Staff Specialist Neonatologist The Children’s Hospital at Westmead Kellyville, New South Wales, Australia
Background: There is huge investment in building infrastructure across the globe to enable clinicians and researchers to capture high resolution physiological data from critically unwell infants. The high-resolution data often consist of lot of artefacts due to patient movements, blood samplings and probe malposition. These artefacts need to be addressed before meaningful interpretation. Manual inspection and removal of the artefact in large datasets is not sustainable and prone to errors. A reliable machine learning algorithm to detect and remove artefacts from large datasets is needed. Objective: A proof of concept to test machine learning algorithm to detect artefacts in the invasive blood pressure data recorded from newborn infants < 30 weeks gestation. Design/Methods: This is a retrospective secondary analysis of data of a subset of infants in a prospective cohort study investigating the effect of cord clamping on cerebral oxygenation in newborn infants < 30 week gestation. Those with arterial catheter for blood pressure monitoring were included in this analysis. The blood pressure data was displayed in a graphical format with custom built C# software application with the ability to zoom into individual data points. One of the authors (EL) was trained to use the application and mark the anomalous data points. The mean blood pressure data was analysed with an ‘anomaly’ package in R software which comprised of four hyperparameters (frequency, trend, alpha, maximum anomalies). The machine learning algorithm was used to find the best hyperparameters. The accuracy metrics (sensitivity, specificity, Precision, Recall, F1-score) were calculated by comparing the machine learning algorithm to the manual identification of the anomalies by the clinician. Results: High resolution data of blood pressure signals with an average duration of 19.4hours from 43 preterm infants were analyzed. There were a total of 3.4 million data points in the dataset. The machine learning algorithm with the combination of hyperparameters (alpha=0.055, frequency=5minutes, maximum anomalies = 5.5%, trend=11hours) had the best accuracy metrics (Sensitivity 98.6, specificity 99.5, Precision 99, Recall 98.6, F1-score 98.8) when compared with the manually detected anomaly data.
Conclusion(s): A machine learning algorithm with the best hyperparameters with the highest accuracy is reported. This machine learning algorithm needs validation in a prospective study and could be potentially extended to other physiological signals with significant research and clinical implications.

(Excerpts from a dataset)
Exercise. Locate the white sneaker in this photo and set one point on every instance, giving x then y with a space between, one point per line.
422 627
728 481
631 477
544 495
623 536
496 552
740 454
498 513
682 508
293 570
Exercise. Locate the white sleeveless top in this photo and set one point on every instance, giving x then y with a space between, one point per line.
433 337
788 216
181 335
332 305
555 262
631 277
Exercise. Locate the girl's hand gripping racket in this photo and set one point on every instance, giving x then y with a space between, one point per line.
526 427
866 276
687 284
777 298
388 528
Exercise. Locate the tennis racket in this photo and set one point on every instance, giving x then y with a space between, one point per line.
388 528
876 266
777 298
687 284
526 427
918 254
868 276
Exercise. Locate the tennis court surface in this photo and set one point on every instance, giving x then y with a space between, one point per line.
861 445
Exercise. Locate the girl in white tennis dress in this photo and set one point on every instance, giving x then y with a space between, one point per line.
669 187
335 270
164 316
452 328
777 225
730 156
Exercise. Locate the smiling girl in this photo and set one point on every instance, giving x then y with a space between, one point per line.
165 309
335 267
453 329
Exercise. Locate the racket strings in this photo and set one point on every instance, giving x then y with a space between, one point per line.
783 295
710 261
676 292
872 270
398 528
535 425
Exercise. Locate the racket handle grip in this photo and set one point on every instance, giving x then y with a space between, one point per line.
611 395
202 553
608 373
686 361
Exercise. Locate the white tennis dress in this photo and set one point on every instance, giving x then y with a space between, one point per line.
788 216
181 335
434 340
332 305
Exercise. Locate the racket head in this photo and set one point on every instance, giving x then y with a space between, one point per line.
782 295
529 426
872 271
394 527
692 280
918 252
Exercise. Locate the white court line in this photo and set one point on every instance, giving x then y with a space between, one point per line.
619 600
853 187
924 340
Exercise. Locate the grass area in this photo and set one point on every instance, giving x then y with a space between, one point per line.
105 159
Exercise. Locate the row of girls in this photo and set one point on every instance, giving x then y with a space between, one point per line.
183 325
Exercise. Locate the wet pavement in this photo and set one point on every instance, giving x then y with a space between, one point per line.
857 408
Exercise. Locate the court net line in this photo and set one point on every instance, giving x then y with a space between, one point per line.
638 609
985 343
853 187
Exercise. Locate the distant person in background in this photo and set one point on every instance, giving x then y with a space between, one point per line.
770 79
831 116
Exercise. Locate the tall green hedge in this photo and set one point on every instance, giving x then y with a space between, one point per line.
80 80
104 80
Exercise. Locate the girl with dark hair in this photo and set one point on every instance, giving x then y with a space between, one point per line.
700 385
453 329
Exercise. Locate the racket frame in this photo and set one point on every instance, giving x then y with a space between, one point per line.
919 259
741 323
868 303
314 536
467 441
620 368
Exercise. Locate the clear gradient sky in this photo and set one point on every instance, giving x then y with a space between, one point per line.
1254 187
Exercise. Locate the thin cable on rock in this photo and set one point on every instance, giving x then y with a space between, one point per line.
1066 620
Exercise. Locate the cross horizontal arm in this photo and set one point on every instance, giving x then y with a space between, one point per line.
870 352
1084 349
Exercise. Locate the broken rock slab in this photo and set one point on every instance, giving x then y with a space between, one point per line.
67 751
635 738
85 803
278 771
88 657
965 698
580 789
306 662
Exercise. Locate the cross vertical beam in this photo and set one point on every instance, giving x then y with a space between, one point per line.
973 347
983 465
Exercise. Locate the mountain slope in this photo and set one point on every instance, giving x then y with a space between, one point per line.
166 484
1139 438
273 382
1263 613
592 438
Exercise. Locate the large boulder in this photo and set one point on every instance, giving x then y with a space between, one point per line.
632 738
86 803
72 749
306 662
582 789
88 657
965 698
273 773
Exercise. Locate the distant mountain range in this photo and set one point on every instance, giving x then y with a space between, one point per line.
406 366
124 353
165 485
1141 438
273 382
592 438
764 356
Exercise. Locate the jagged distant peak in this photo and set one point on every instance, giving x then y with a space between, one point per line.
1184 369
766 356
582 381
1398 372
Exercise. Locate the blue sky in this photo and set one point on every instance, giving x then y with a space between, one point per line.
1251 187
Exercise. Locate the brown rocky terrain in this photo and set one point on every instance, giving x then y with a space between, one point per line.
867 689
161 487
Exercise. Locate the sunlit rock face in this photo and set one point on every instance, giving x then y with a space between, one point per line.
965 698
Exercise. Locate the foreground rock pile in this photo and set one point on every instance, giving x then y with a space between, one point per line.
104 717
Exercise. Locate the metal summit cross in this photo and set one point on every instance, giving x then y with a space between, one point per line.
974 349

• WHAT THE EXERCISE ASKS: Copy the passage in the abstract on blood pressure artefacts in preterm infants starting with "Conclusion(s): A machine" and going on through "and clinical implications.", and swap "prospective study" for "randomized trial".

• SOLUTION TO THE PROBLEM:
Conclusion(s): A machine learning algorithm with the best hyperparameters with the highest accuracy is reported. This machine learning algorithm needs validation in a randomized trial and could be potentially extended to other physiological signals with significant research and clinical implications.